▶ _To do_:
Count the lines in the entries below that contain the string "formatted". Case matters, and the reply should be the number alone.

▶ _Entries_:

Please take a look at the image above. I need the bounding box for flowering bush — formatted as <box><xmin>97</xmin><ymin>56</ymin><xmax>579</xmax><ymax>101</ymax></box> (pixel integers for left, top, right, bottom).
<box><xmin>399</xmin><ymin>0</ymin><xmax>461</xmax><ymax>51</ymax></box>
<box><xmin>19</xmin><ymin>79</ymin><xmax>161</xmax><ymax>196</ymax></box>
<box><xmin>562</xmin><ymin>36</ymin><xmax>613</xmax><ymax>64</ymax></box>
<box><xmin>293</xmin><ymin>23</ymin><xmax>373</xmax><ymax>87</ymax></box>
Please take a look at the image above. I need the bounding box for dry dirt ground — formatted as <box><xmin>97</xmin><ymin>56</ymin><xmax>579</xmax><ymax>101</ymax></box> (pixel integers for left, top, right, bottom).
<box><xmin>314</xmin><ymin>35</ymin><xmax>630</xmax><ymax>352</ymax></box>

▶ _Full answer_:
2